EXERCISE — Copy the material below word for word, leaving out the pictures.

INPUT RECORDS —
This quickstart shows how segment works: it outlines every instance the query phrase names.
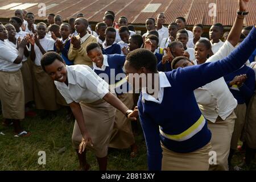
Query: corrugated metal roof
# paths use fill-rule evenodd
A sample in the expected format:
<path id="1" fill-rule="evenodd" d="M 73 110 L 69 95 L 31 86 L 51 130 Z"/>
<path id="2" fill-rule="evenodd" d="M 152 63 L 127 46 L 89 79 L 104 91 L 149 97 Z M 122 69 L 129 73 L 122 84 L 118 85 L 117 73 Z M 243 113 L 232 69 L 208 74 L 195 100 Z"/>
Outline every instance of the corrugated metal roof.
<path id="1" fill-rule="evenodd" d="M 11 3 L 16 6 L 29 3 L 40 3 L 39 0 L 5 1 L 0 0 L 0 18 L 9 18 L 14 14 L 15 10 L 10 10 L 15 6 L 10 6 L 7 10 L 1 7 Z M 59 14 L 65 20 L 75 18 L 78 13 L 82 13 L 90 22 L 101 22 L 105 11 L 112 10 L 116 14 L 117 19 L 121 16 L 125 16 L 130 23 L 144 24 L 148 18 L 156 18 L 158 13 L 165 13 L 167 24 L 174 22 L 177 16 L 184 16 L 188 25 L 202 23 L 210 26 L 214 23 L 221 23 L 225 26 L 231 26 L 236 17 L 237 9 L 237 0 L 47 0 L 43 2 L 49 9 L 46 14 L 50 13 Z M 209 11 L 211 3 L 217 5 L 217 16 L 210 16 Z M 155 9 L 155 12 L 142 12 L 148 4 L 159 4 Z M 39 17 L 38 5 L 29 7 L 27 10 L 32 12 L 36 18 L 46 20 L 46 16 Z M 250 1 L 249 14 L 245 20 L 245 25 L 252 25 L 256 20 L 256 1 Z"/>

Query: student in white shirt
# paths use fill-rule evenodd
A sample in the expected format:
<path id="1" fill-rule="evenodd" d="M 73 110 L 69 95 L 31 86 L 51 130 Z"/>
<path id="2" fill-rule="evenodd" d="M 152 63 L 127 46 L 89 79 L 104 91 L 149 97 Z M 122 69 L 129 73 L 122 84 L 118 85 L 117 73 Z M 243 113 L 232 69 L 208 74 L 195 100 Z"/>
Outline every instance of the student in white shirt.
<path id="1" fill-rule="evenodd" d="M 24 31 L 26 30 L 26 27 L 27 26 L 27 22 L 24 19 L 23 16 L 23 10 L 16 10 L 14 12 L 14 16 L 19 17 L 22 20 L 22 25 L 20 26 L 20 31 Z"/>
<path id="2" fill-rule="evenodd" d="M 28 39 L 23 39 L 17 50 L 6 41 L 7 38 L 8 32 L 3 25 L 0 24 L 0 100 L 3 117 L 6 119 L 4 123 L 13 123 L 16 133 L 14 136 L 28 136 L 30 134 L 22 129 L 20 123 L 24 118 L 25 105 L 20 69 Z"/>
<path id="3" fill-rule="evenodd" d="M 36 24 L 35 24 L 35 15 L 32 13 L 28 13 L 26 19 L 27 21 L 27 25 L 26 27 L 25 32 L 31 34 L 35 34 L 36 30 Z"/>
<path id="4" fill-rule="evenodd" d="M 22 24 L 22 22 L 19 17 L 12 17 L 10 19 L 9 23 L 14 26 L 16 30 L 16 38 L 19 37 L 21 39 L 23 38 L 27 35 L 27 32 L 20 30 L 20 26 Z"/>
<path id="5" fill-rule="evenodd" d="M 192 61 L 194 60 L 195 59 L 194 49 L 187 47 L 187 44 L 188 41 L 188 34 L 187 31 L 185 30 L 179 30 L 177 32 L 176 40 L 182 43 L 184 51 L 189 54 L 189 59 Z"/>
<path id="6" fill-rule="evenodd" d="M 98 23 L 95 27 L 96 33 L 98 35 L 98 36 L 96 38 L 97 42 L 100 45 L 103 44 L 103 42 L 105 41 L 105 39 L 106 38 L 105 32 L 106 31 L 106 29 L 107 27 L 107 24 L 104 22 Z"/>
<path id="7" fill-rule="evenodd" d="M 223 36 L 224 30 L 224 27 L 221 23 L 215 23 L 210 28 L 209 35 L 213 53 L 216 53 L 224 44 L 221 40 Z"/>
<path id="8" fill-rule="evenodd" d="M 110 105 L 131 119 L 136 119 L 138 111 L 129 110 L 110 93 L 108 84 L 88 66 L 66 66 L 55 52 L 45 54 L 41 63 L 76 118 L 72 142 L 81 168 L 84 170 L 90 168 L 86 159 L 86 148 L 95 154 L 99 169 L 106 170 L 108 143 L 115 113 Z"/>
<path id="9" fill-rule="evenodd" d="M 121 49 L 121 55 L 126 55 L 128 53 L 128 44 L 130 38 L 130 31 L 126 26 L 121 26 L 119 28 L 118 33 L 120 35 L 121 41 L 117 44 L 120 46 Z"/>
<path id="10" fill-rule="evenodd" d="M 178 26 L 177 23 L 173 22 L 168 26 L 169 32 L 169 37 L 167 38 L 163 38 L 160 43 L 160 47 L 164 48 L 167 48 L 168 45 L 172 42 L 175 40 L 176 35 L 178 31 Z"/>
<path id="11" fill-rule="evenodd" d="M 175 23 L 177 24 L 179 26 L 179 30 L 185 30 L 188 35 L 188 39 L 193 39 L 193 32 L 185 28 L 186 26 L 186 20 L 183 17 L 178 17 L 175 19 Z"/>
<path id="12" fill-rule="evenodd" d="M 164 14 L 163 13 L 159 13 L 156 19 L 156 30 L 162 39 L 168 38 L 169 37 L 168 28 L 163 26 L 165 21 L 166 16 L 164 16 Z M 160 39 L 159 40 L 161 41 Z"/>
<path id="13" fill-rule="evenodd" d="M 30 58 L 33 64 L 32 75 L 34 83 L 34 97 L 37 109 L 44 110 L 42 117 L 45 117 L 46 113 L 53 116 L 53 112 L 60 108 L 56 102 L 56 88 L 53 82 L 41 67 L 42 56 L 47 51 L 53 51 L 55 41 L 46 38 L 47 26 L 44 23 L 37 24 L 36 33 L 34 37 L 30 35 L 31 46 Z M 47 85 L 47 86 L 46 86 Z"/>
<path id="14" fill-rule="evenodd" d="M 197 24 L 193 27 L 193 38 L 188 40 L 188 42 L 187 44 L 187 47 L 188 48 L 195 48 L 195 44 L 199 40 L 205 39 L 208 40 L 208 39 L 205 38 L 202 38 L 201 36 L 203 34 L 203 26 L 201 24 Z"/>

ANSWER BELOW —
This quickstart shows how segment works: it outlines every instance the query phrase names.
Query: corrugated metal roof
# paths use fill-rule evenodd
A sample in the expected format:
<path id="1" fill-rule="evenodd" d="M 73 110 L 69 95 L 31 86 L 51 130 Z"/>
<path id="2" fill-rule="evenodd" d="M 152 63 L 127 46 L 89 79 L 104 91 L 149 97 Z M 122 69 L 129 73 L 122 84 L 118 85 L 117 73 Z M 243 113 L 232 69 L 208 74 L 195 100 Z"/>
Outline every instance of the corrugated metal roof.
<path id="1" fill-rule="evenodd" d="M 11 3 L 16 6 L 29 3 L 40 3 L 39 0 L 5 1 L 0 0 L 0 18 L 9 18 L 14 14 L 15 10 L 10 10 L 15 6 L 10 6 L 7 10 L 1 7 Z M 59 14 L 65 20 L 75 18 L 78 13 L 82 13 L 90 22 L 101 22 L 105 11 L 112 10 L 116 14 L 117 19 L 121 16 L 125 16 L 130 23 L 144 24 L 148 18 L 156 18 L 158 13 L 165 13 L 167 24 L 174 22 L 177 16 L 184 16 L 188 25 L 202 23 L 210 26 L 214 23 L 221 23 L 225 26 L 231 26 L 236 17 L 237 9 L 237 0 L 47 0 L 43 2 L 49 9 L 46 14 L 50 13 Z M 209 11 L 211 3 L 217 5 L 217 16 L 210 16 Z M 155 9 L 155 12 L 142 12 L 148 4 L 159 4 Z M 39 17 L 38 5 L 29 7 L 27 10 L 32 12 L 36 18 L 46 20 L 46 16 Z M 250 1 L 249 14 L 245 20 L 245 25 L 252 25 L 256 20 L 256 1 Z"/>

Query: student in white shirt
# paths use fill-rule evenodd
A sample in the expected format:
<path id="1" fill-rule="evenodd" d="M 73 110 L 69 95 L 31 86 L 51 130 Z"/>
<path id="2" fill-rule="evenodd" d="M 152 63 L 127 46 L 89 79 L 104 91 L 149 97 Z M 122 69 L 129 73 L 122 84 L 118 85 L 117 73 Z M 243 113 L 232 69 L 208 74 L 195 100 Z"/>
Outline every instance of the student in white shirt.
<path id="1" fill-rule="evenodd" d="M 24 31 L 26 30 L 26 27 L 27 26 L 27 22 L 24 19 L 23 16 L 23 10 L 16 10 L 14 12 L 14 16 L 19 17 L 22 20 L 22 25 L 20 26 L 20 31 Z"/>
<path id="2" fill-rule="evenodd" d="M 28 39 L 23 39 L 17 50 L 6 41 L 7 38 L 8 32 L 3 25 L 0 24 L 0 100 L 3 117 L 6 119 L 4 123 L 13 123 L 16 133 L 14 136 L 28 136 L 30 134 L 22 129 L 20 123 L 24 118 L 25 105 L 20 69 Z"/>
<path id="3" fill-rule="evenodd" d="M 36 24 L 35 24 L 35 15 L 32 13 L 28 13 L 26 19 L 27 21 L 27 25 L 26 27 L 25 32 L 31 34 L 35 34 L 36 30 Z"/>
<path id="4" fill-rule="evenodd" d="M 22 24 L 22 22 L 19 17 L 12 17 L 10 19 L 9 23 L 14 26 L 16 30 L 16 38 L 19 37 L 21 39 L 23 38 L 27 35 L 27 32 L 20 30 L 20 26 Z"/>
<path id="5" fill-rule="evenodd" d="M 192 61 L 194 60 L 195 59 L 194 49 L 187 47 L 187 44 L 188 41 L 188 34 L 187 31 L 185 30 L 179 30 L 177 32 L 176 40 L 182 43 L 184 51 L 189 54 L 189 59 Z"/>
<path id="6" fill-rule="evenodd" d="M 98 23 L 95 27 L 96 33 L 98 35 L 98 36 L 96 38 L 97 42 L 100 45 L 103 44 L 103 42 L 105 41 L 105 39 L 106 38 L 105 32 L 106 31 L 106 29 L 107 27 L 107 24 L 104 22 Z"/>
<path id="7" fill-rule="evenodd" d="M 223 36 L 224 30 L 224 27 L 221 23 L 215 23 L 210 28 L 209 35 L 213 53 L 216 53 L 224 44 L 221 40 Z"/>
<path id="8" fill-rule="evenodd" d="M 110 105 L 131 119 L 136 119 L 138 111 L 129 110 L 110 93 L 108 84 L 88 66 L 66 66 L 55 52 L 45 54 L 41 63 L 76 118 L 72 142 L 81 168 L 84 170 L 90 168 L 86 159 L 86 148 L 95 154 L 99 169 L 106 170 L 108 143 L 115 113 Z"/>
<path id="9" fill-rule="evenodd" d="M 121 49 L 121 55 L 126 55 L 128 53 L 128 44 L 130 38 L 130 31 L 126 26 L 121 26 L 119 28 L 118 33 L 120 35 L 121 41 L 117 44 L 120 46 Z"/>
<path id="10" fill-rule="evenodd" d="M 178 26 L 177 23 L 173 22 L 168 26 L 169 32 L 169 37 L 167 38 L 163 38 L 160 43 L 160 47 L 164 48 L 167 48 L 168 45 L 172 42 L 175 40 L 176 35 L 178 31 Z"/>
<path id="11" fill-rule="evenodd" d="M 175 23 L 177 24 L 179 26 L 179 30 L 185 30 L 188 35 L 188 39 L 193 39 L 193 32 L 185 28 L 186 26 L 186 20 L 183 17 L 178 17 L 175 19 Z"/>
<path id="12" fill-rule="evenodd" d="M 164 14 L 163 13 L 159 13 L 156 19 L 156 30 L 162 39 L 168 38 L 169 37 L 168 28 L 163 26 L 165 21 L 166 16 L 164 16 Z M 160 39 L 159 40 L 161 41 Z"/>
<path id="13" fill-rule="evenodd" d="M 30 58 L 33 64 L 32 75 L 34 83 L 34 97 L 37 109 L 44 110 L 42 117 L 45 117 L 46 113 L 53 116 L 53 112 L 60 108 L 56 102 L 56 88 L 53 82 L 41 67 L 42 56 L 47 51 L 53 51 L 55 41 L 46 38 L 47 26 L 44 23 L 37 24 L 36 33 L 34 37 L 30 35 L 31 46 Z M 47 85 L 47 86 L 46 86 Z"/>
<path id="14" fill-rule="evenodd" d="M 197 24 L 193 27 L 193 38 L 188 40 L 188 42 L 187 44 L 187 47 L 188 48 L 195 48 L 195 44 L 199 40 L 205 39 L 208 40 L 208 39 L 205 38 L 202 38 L 201 36 L 203 34 L 203 26 L 201 24 Z"/>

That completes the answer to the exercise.